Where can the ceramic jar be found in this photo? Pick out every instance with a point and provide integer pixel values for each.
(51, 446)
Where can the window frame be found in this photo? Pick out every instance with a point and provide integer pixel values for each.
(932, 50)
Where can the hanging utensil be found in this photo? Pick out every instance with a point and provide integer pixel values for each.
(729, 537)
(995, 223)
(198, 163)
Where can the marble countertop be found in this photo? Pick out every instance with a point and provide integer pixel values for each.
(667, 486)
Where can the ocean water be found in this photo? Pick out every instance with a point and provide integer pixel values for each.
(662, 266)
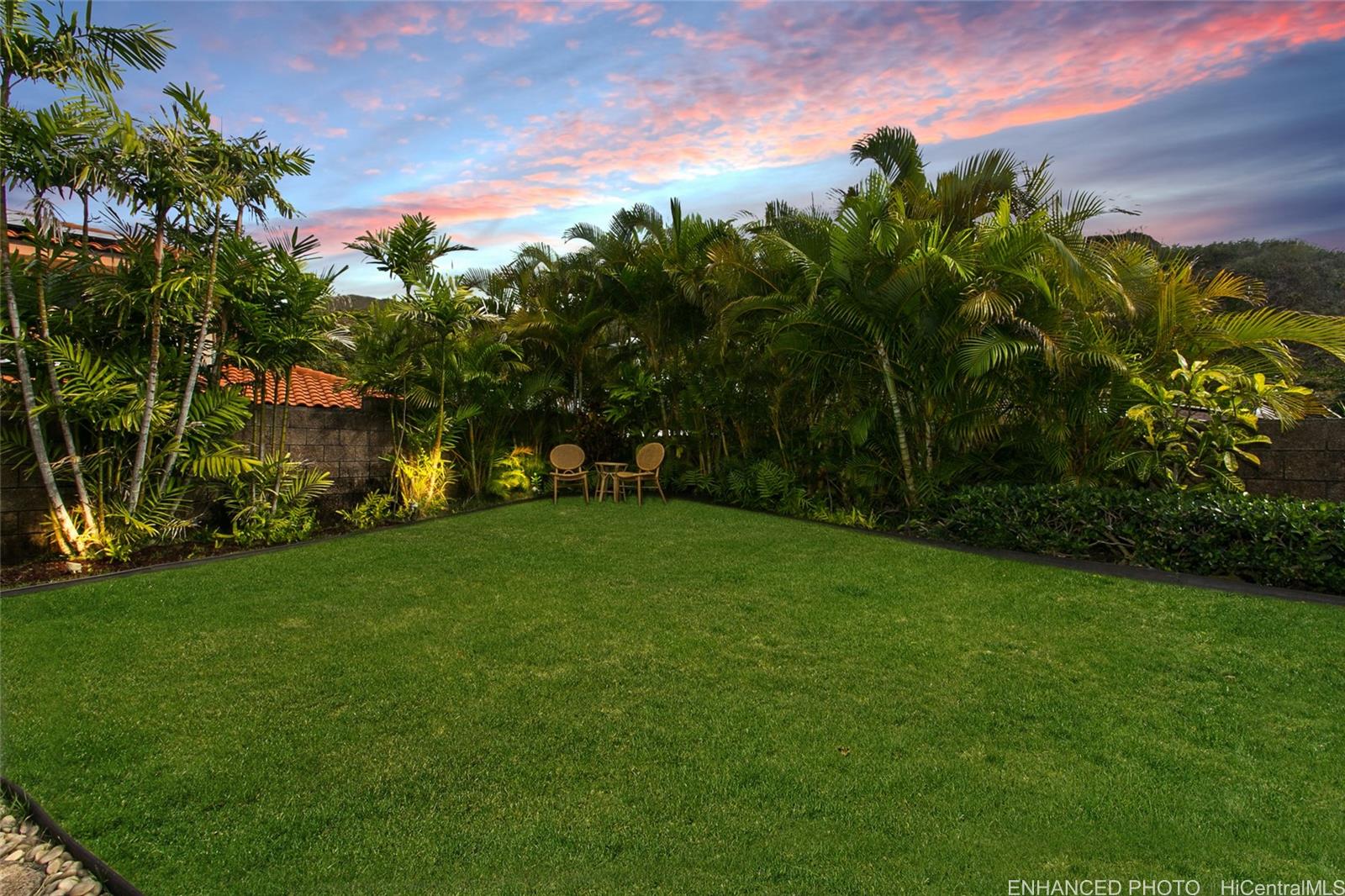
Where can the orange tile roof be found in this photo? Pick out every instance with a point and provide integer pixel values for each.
----------
§ Exercise
From the line that contains "Where can the hanging" to the final line of the material, write out each line exactly. Pictures stay out.

§ Response for this exercise
Where can the hanging utensil be found in this photo? Pick out every instance with a point and provide integer pixel values for each.
(729, 537)
(995, 223)
(198, 163)
Where can the marble countertop be found in this photo? Pick out every instance with a point and provide integer pixel values for each.
(667, 486)
Where can the ocean water be found in this photo? Pick out every instance with a point and provide integer pixel values for each.
(662, 266)
Where can the orange tile roof be found in this photo? Pick out every instance with a point and provide integer pixel values for each.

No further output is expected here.